# Spray bar hole size/ number of holes



## Crossocheilus (1 Dec 2014)

My acrylic has finally arrived and I am nearly ready to drill my diy spray bars.

3 sections of JBL spray bar has 27 2mm holes. That makes a combined area of 84.8 mm2.

The internal cross sectional area of the 16/22mm pipe is 201.1mm2.

The reason I am confused is that I have heard people say that the combined area of all holes should = cross sectional area of hose. So what should I do? Having just tested the filter out in the bath with the 3 section spraybar it pushed water out at least a foot horizontally before dropping off.

It's 16/22mm pipe, 1400lph rated JBL filter on a 70cm spray bar for 180L tank.


----------



## Andy Thurston (1 Dec 2014)

I'd try making the holes in the jbl spray bar bigger 2.5mm to try it. Then if it works drill the same number/size of holes in your acrylic, evenly spaced along the length of acrylic
And i would check your calcs for your existing spraybar
I get 266.479 mm2 for the existing spraybar
And 631.654mm2 for the 16/22 pipe
And 355.30 mm2 for the i/d of the acrylic assuming its 12mm i/d


----------



## Jose (1 Dec 2014)

Holes area=85 mm2
tube section=201
you want this values to be the same more or less so that you dont lose any energy from the pump in compression of the water. If you have less area in the holes of the pipe the flow will travel faster(the mass of water that goes through the pipe and the holes is the same but the speed isnt unless the the area is the same). normally you want the most flow and this is achieved if you have the minimum resistance between the water and the hose. Less holes mean less surface for the water to travel through and of course more resistance/friction between water and plastic of tube. Ideally you want just a slight preassure so that the water travels to the end of the spraybar, so its better to underestimate the holes by a few.


----------



## Crossocheilus (1 Dec 2014)

So should I just copy the jbl spray bar? Or is there a better configuration?


----------



## Jose (1 Dec 2014)

Open as many holes as you need to make both surfaces the same. But try to stay on the lower side because of what I said before.


----------

» Written exercise 1
List every area figure in the spray bar thread that is given with the unit "mm2".
» Written exercise 2
Retype the listing from the line that contains "the red fabric." through the final line of the listing, both ends included.
The listing that comes next has no connection to the spray bar thread.

» Raw data
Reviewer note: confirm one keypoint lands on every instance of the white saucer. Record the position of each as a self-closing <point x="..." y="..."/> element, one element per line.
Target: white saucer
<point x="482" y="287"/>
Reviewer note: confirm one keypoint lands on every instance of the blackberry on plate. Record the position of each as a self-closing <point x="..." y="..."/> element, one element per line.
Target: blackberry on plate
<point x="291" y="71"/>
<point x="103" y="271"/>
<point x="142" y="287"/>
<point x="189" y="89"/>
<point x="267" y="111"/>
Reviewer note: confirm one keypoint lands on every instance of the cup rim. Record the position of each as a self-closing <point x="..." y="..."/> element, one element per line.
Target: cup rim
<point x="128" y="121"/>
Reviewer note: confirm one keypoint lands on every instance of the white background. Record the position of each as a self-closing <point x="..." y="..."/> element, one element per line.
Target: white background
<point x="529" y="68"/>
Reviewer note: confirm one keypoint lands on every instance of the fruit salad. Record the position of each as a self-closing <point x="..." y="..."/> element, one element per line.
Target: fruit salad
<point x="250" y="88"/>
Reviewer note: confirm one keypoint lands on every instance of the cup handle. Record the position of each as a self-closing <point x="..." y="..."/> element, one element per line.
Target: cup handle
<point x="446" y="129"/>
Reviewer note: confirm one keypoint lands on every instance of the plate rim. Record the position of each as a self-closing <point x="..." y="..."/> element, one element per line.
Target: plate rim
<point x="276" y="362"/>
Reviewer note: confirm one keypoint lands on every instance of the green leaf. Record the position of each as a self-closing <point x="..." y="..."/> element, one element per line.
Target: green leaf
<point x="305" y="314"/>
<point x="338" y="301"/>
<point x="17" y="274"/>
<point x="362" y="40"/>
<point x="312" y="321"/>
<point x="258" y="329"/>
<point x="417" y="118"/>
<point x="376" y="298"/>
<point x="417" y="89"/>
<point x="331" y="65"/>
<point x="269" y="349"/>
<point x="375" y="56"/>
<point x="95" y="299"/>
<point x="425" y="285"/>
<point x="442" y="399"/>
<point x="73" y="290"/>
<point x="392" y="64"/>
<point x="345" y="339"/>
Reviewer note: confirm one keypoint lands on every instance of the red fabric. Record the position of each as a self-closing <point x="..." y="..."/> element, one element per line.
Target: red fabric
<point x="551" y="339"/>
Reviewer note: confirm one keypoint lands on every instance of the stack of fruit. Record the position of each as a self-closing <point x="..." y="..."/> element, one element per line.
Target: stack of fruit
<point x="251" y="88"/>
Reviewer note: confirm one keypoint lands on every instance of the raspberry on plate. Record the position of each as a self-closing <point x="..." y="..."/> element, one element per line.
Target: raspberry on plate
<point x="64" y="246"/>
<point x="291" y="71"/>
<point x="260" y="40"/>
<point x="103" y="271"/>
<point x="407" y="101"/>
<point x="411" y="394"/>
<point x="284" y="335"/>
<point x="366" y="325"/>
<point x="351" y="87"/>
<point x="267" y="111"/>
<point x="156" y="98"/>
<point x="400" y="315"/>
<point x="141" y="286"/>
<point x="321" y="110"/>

» Finished answer 1
84.8 mm2
201.1mm2
266.479 mm2
631.654mm2
355.30 mm2
85 mm2

» Finished answer 2
Reviewer note: confirm one keypoint lands on every instance of the red fabric. Record the position of each as a self-closing <point x="..." y="..."/> element, one element per line.
Target: red fabric
<point x="551" y="339"/>
Reviewer note: confirm one keypoint lands on every instance of the stack of fruit. Record the position of each as a self-closing <point x="..." y="..."/> element, one element per line.
Target: stack of fruit
<point x="251" y="88"/>
Reviewer note: confirm one keypoint lands on every instance of the raspberry on plate. Record the position of each as a self-closing <point x="..." y="..."/> element, one element per line.
Target: raspberry on plate
<point x="64" y="246"/>
<point x="291" y="71"/>
<point x="260" y="40"/>
<point x="103" y="271"/>
<point x="407" y="101"/>
<point x="411" y="394"/>
<point x="284" y="335"/>
<point x="366" y="325"/>
<point x="351" y="87"/>
<point x="267" y="111"/>
<point x="156" y="98"/>
<point x="400" y="315"/>
<point x="141" y="286"/>
<point x="321" y="110"/>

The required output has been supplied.